● **ZITIERTER TEXTAUSZUG**:
* * * * *

Bei der Ablösung der Staatsleistungen geht es um erhebliche Beträge für die Haushalte der Bundesländer und der staatsleistungsberechtigten Kirchen, wobei ihr Gewicht im Verhältnis zu den übrigen Finanzen über die Bundesländer und die Kirchen unterschiedlich verteilt ist. Umso wichtiger ist es, endlich eine verfassungsgemäße Regelung zu treffen. Nicht auf dem Spiel stehen hingegen die freiheits- und gemeinwohlförderlichen Kooperationsbeziehungen zwischen dem Staat und den Religionsgemeinschaften. Ihnen gegenüber ist die Ablösung der Staatsleistungen ebenso neutral wie gegenüber der zweckgebundenen Förderung und Refinanzierung des gemeinnützigen Wirkens von Religionsgemeinschaften aus öffentlichen Mitteln.
Perspektiven für die Finanzierung der Kirchen
Aus verschiedenen Beweggründen wird immer wieder darüber nachgedacht, ob die Finanzen der Kirchen in Deutschland nicht auf andere Füße gestellt werden sollten. Die Finanzierung aus Kirchensteuern wird oft als einzigartig im internationalen Vergleich dargestellt.
Das sollte auch für die Finanzierung von Religionsgemeinschaften aus einer staatlichen Steuer gelten, über deren Verwendung für eine Religionsgemeinschaft oder einen anderen begünstigten Zweck die Steuerpflichtigen selbst bestimmen dürfen, wie etwa in Italien ("otto per mille"). Sie erscheint manchen hierzulande besonders gut geeignet, um die verbindliche Heranziehung von Steuerpflichtigen zur Finanzierung von Religionsgemeinschaften durch Elemente der Freiwilligkeit aufzulockern. Sie löst die Finanzierung aber von der Mitgliedschaft in einer Religionsgemeinschaft. Die Kirchensteuerpflicht des einzelnen Mitglieds besteht gegenüber seiner Religionsgemeinschaft und wird durch diese begründet. Jedes Mitglied kann sich durch Erklärung des Austritts von ihr lösen. Im italienischen Modell tritt an ihre Stelle eine Verpflichtung gegenüber dem Staat zur Leistung einer Zwangsspende. Ihr kann sich kein Steuerpflichtiger entziehen; ohne Weiteres entziehen kann er sich aber der Inpflichtnahme durch seine eigene Religionsgemeinschaft, indem er seine Zwangsspende einem anderen Zweck widmet. Das unterläuft die bürgerliche Wirksamkeit finanzieller Pflichten aus der Mitgliedschaft und ist nur eine Variante der Kirchenfinanzierung aus dem Staatshaushalt, die der Trennung von Staat und Kirche nach Artikel 137 Absatz 1 WRV nicht entspricht.

* * * * *

● **AUSZÜGE AUS MATERIAL**:
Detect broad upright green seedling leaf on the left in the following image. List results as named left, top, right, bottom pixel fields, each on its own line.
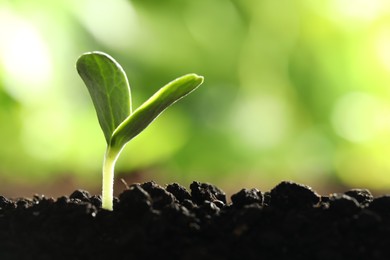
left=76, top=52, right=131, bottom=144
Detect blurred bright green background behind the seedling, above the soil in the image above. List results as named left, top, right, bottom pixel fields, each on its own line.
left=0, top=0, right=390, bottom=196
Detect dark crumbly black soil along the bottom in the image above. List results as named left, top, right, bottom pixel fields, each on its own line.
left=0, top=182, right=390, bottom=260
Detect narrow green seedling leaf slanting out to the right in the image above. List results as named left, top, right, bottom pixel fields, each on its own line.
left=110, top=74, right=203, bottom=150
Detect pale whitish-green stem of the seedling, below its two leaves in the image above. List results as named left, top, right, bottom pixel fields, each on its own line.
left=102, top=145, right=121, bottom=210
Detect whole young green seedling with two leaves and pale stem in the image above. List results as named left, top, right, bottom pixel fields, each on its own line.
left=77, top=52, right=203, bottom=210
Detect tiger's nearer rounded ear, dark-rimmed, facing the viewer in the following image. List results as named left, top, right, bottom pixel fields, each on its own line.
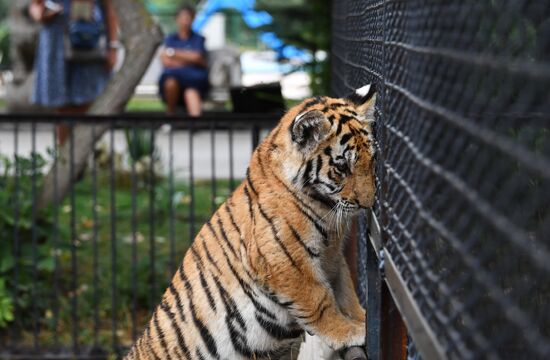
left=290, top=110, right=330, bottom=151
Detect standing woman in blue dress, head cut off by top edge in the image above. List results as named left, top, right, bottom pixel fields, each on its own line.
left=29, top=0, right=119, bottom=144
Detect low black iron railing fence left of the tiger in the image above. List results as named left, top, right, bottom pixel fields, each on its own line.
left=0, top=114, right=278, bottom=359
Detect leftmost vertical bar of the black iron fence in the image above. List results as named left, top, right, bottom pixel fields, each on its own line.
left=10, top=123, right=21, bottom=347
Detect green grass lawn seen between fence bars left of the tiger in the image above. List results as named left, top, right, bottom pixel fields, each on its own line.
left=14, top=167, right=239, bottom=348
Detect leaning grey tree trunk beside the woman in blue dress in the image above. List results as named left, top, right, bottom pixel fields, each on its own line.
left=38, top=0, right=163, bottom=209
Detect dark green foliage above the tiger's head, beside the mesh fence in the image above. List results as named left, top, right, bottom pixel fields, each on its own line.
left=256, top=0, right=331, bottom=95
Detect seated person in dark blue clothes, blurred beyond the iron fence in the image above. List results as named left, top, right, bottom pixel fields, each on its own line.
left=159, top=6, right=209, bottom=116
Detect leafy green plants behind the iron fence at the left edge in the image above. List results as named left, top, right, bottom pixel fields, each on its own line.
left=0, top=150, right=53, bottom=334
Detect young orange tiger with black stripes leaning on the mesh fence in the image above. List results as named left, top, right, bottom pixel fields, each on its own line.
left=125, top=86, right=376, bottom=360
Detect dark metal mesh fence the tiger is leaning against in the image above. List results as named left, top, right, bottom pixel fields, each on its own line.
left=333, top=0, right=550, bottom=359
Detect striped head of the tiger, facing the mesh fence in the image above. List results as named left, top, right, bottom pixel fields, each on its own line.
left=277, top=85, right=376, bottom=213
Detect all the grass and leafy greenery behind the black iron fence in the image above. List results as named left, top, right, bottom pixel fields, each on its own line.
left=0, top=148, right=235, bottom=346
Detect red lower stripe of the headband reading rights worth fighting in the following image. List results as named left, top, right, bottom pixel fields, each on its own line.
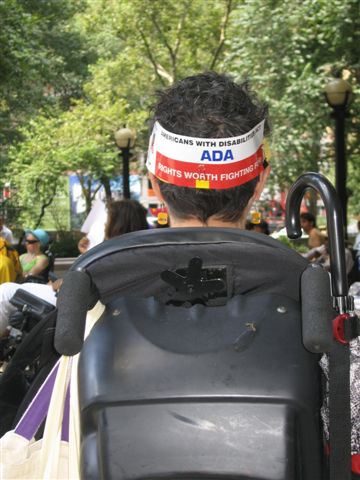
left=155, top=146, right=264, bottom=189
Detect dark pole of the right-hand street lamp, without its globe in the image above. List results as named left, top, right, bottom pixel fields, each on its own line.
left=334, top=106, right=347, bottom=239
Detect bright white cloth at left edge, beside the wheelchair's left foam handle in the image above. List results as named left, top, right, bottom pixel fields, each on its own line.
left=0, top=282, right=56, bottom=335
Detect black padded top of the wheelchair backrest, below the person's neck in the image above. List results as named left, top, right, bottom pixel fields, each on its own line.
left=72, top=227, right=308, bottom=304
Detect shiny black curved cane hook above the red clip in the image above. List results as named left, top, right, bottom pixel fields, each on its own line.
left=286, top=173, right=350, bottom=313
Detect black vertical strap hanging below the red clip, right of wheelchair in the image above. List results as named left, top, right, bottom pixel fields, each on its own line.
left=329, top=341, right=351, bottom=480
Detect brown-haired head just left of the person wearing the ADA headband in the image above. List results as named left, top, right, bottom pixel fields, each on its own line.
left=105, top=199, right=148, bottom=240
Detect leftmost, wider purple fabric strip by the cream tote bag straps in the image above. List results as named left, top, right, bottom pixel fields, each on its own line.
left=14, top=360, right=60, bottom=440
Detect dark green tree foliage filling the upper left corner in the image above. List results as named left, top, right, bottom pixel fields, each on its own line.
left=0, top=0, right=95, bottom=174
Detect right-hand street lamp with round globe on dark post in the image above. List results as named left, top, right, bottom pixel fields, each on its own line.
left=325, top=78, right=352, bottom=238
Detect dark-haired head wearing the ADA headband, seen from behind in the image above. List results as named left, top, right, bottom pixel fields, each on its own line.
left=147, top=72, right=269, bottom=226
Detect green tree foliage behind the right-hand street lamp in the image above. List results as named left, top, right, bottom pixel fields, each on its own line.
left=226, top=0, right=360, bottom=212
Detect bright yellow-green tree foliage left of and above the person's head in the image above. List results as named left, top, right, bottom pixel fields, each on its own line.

* * * * *

● **FOLGENDES BEARBEITEN**:
**A.** Beantworte anhand des Textes zur Kirchenfinanzierung kurz:
(i) Welches Land wird als Beispiel für eine staatliche Steuer genannt, über deren Verwendung die Steuerpflichtigen selbst bestimmen?
(ii) Was steht laut dem Text bei der Ablösung der Staatsleistungen nicht auf dem Spiel?
(iii) Wie kann sich ein Mitglied von seiner Religionsgemeinschaft lösen?
**B.** Gib aus dem Text zur Kirchenfinanzierung den Abschnitt wortgetreu wieder, der bei „Bei der Ablösung“ beginnt und bei „aus öffentlichen Mitteln.“ endet.
**C.** Führe den Text zur Kirchenfinanzierung im Anschluss an seinen letzten Satz weiter.
Das Material stammt aus einer anderen Quelle als der Text.

● **LÖSUNGEN ZUR ÜBUNG**:
**A.**
(i) Italien („otto per mille“)
(ii) Die freiheits- und gemeinwohlförderlichen Kooperationsbeziehungen zwischen dem Staat und den Religionsgemeinschaften
(iii) Durch Erklärung des Austritts

**B.**
Bei der Ablösung der Staatsleistungen geht es um erhebliche Beträge für die Haushalte der Bundesländer und der staatsleistungsberechtigten Kirchen, wobei ihr Gewicht im Verhältnis zu den übrigen Finanzen über die Bundesländer und die Kirchen unterschiedlich verteilt ist. Umso wichtiger ist es, endlich eine verfassungsgemäße Regelung zu treffen. Nicht auf dem Spiel stehen hingegen die freiheits- und gemeinwohlförderlichen Kooperationsbeziehungen zwischen dem Staat und den Religionsgemeinschaften. Ihnen gegenüber ist die Ablösung der Staatsleistungen ebenso neutral wie gegenüber der zweckgebundenen Förderung und Refinanzierung des gemeinnützigen Wirkens von Religionsgemeinschaften aus öffentlichen Mitteln.

**C.**
Die Umstellung der kirchlichen Finanzierung von der Kirchensteuer auf Spenden ist eine Option, die jeder zur Erhebung von Steuern berechtigten Religionsgemeinschaft freisteht. Eine Finanzierung der Kirchen aus Spenden findet sich insbesondere in Nordamerika. Es gibt zahlreiche kleinere Religionsgemeinschaften, die als Körperschaften des öffentlichen Rechts nach Artikel 137 Absatz 5 und 6 WRV zur Erhebung von Steuern berechtigt sind, doch von diesem Recht keinen Gebrauch machen. Das könnten auch die großen Kirchen tun, ohne dass Artikel 137 WRV geändert werden müsste. Das Aufkommen müsste dann allerdings von einer Spendenkultur getragen sein, wie sie sich in Nordamerika entwickelt hat. Mit einer Gestaltung des kirchlichen Lebens nach den Vorstellungen der jeweils finanzkräftigsten Mitglieder wäre zu rechnen.
Gegenüber allen diesen Möglichkeiten zur Finanzierung der Kirche hebt sich die Kirchensteuer als eine relativ zum Mitgliederbestand effektive, staatsferne und gerechte Finanzierungsquelle ab. Der absehbar fortgesetzte Rückgang der Zahl der Kirchenmitglieder wird diese Finanzierungsquelle allerdings erheblich schwächer sprudeln lassen. Die Kirchen beginnen, sich darauf einzurichten.